## BEGIN Data entries
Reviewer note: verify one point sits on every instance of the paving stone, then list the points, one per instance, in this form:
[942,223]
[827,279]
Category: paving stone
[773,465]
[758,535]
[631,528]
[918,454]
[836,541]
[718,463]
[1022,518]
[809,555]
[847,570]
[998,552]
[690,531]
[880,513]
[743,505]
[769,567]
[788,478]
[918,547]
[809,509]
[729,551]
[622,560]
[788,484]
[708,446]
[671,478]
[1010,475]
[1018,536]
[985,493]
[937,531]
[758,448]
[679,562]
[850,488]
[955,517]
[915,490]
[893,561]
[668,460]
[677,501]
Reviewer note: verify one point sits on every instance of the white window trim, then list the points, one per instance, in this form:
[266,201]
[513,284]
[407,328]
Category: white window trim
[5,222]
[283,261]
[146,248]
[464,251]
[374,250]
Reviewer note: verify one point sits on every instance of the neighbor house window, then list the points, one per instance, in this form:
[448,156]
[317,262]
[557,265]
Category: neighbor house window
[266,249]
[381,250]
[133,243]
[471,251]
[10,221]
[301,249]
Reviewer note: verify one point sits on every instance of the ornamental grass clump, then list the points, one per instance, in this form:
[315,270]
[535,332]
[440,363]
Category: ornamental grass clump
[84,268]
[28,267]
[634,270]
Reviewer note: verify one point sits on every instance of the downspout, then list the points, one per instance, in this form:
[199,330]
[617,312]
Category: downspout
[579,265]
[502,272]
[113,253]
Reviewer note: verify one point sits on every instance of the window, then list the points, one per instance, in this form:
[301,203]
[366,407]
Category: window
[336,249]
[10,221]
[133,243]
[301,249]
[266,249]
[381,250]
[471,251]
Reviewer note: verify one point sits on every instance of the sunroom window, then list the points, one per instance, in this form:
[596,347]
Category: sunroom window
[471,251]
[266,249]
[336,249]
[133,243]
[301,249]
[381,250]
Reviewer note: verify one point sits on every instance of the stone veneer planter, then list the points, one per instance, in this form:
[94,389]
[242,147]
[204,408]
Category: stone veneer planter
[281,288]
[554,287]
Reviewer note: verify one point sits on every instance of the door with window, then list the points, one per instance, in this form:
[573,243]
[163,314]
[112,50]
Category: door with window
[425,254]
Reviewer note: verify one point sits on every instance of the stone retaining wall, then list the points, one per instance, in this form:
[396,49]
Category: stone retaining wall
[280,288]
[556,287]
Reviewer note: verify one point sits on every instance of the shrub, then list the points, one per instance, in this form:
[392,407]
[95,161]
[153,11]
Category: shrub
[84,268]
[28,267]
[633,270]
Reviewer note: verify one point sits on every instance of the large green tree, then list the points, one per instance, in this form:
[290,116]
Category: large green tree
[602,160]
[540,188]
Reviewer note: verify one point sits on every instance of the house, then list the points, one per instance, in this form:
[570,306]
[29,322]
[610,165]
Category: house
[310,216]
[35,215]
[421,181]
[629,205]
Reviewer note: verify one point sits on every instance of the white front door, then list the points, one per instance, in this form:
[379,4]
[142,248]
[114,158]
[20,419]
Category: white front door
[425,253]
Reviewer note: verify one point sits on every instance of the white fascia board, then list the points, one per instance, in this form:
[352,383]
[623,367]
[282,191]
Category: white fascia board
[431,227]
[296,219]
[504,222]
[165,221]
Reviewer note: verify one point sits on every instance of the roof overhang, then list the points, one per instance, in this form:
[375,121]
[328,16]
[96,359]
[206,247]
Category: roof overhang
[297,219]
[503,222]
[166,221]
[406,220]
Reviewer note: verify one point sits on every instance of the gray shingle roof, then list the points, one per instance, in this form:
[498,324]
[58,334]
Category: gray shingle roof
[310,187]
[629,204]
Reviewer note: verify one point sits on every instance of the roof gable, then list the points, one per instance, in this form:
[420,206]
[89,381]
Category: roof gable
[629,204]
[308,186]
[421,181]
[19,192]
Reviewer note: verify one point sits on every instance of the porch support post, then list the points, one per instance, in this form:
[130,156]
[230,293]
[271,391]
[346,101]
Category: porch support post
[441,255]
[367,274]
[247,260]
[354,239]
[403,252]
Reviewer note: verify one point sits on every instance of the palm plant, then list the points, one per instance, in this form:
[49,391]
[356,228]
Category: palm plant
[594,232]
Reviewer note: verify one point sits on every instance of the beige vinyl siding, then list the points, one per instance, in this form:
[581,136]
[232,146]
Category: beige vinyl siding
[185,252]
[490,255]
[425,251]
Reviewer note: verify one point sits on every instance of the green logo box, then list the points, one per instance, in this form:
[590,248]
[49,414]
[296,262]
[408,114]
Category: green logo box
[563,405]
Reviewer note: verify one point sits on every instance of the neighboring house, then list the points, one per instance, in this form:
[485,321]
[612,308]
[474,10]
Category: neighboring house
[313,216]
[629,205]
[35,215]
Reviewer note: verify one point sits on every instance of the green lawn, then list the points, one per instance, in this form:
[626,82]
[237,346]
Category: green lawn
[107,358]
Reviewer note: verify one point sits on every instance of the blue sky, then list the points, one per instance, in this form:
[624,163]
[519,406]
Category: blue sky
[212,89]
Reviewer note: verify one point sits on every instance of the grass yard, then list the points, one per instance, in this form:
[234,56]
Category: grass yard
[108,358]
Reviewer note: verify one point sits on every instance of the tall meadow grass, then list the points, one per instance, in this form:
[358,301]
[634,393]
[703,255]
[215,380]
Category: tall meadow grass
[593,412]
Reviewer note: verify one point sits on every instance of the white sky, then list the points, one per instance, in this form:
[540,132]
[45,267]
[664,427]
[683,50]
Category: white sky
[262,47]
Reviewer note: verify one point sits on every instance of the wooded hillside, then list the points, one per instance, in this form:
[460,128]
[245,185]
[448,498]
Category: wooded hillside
## END Data entries
To be done | Please recast the entries as a Markdown table with the columns Row and Entry line, starting at the line that contains "the green logo" and continuing through the end of the entries. Number each line in Row, and leave out blank lines.

Result for this task |
| Row | Entry line |
|---|---|
| 1 | Reviewer note: verify one point sits on every instance of the green logo box, then list the points, one per instance, in this form: |
| 2 | [590,248] |
| 3 | [49,414] |
| 4 | [296,262] |
| 5 | [408,114] |
| 6 | Category: green logo box |
| 7 | [563,405] |
| 8 | Reviewer note: verify one point sits on every instance of the neighboring house, then list the points, one per instance, in this form: |
| 9 | [485,321] |
| 10 | [612,308] |
| 11 | [474,10] |
| 12 | Category: neighboring house |
| 13 | [313,216] |
| 14 | [629,205] |
| 15 | [35,215] |
| 16 | Reviewer note: verify one point sits on every instance of the green lawn, then list the points, one per instance, in this form: |
| 17 | [626,82] |
| 18 | [237,346] |
| 19 | Category: green lawn |
| 20 | [107,358] |
| 21 | Reviewer note: verify one point sits on every instance of the blue sky, then list the points, one per instance, in this form: |
| 22 | [624,163] |
| 23 | [519,406] |
| 24 | Category: blue sky |
| 25 | [212,89] |
| 26 | Reviewer note: verify one point sits on every instance of the grass yard, then list the points, one per instance, in this form: |
| 27 | [234,56] |
| 28 | Category: grass yard |
| 29 | [108,358] |
| 30 | Reviewer note: verify one point sits on every instance of the tall meadow grass, then list the points, one per instance, in this form: |
| 31 | [358,301] |
| 32 | [634,393] |
| 33 | [703,255] |
| 34 | [215,380] |
| 35 | Category: tall meadow grass |
| 36 | [593,412] |
| 37 | Reviewer note: verify one point sits on every instance of the white sky, then list the points, one per instance, in this form: |
| 38 | [540,132] |
| 39 | [45,267] |
| 40 | [664,427] |
| 41 | [683,50] |
| 42 | Category: white sky |
| 43 | [262,47] |
| 44 | Reviewer note: verify one point sits on every instance of the wooded hillside, then list the points, one per instance, in this form: |
| 45 | [460,128] |
| 46 | [245,185] |
| 47 | [448,498] |
| 48 | Category: wooded hillside |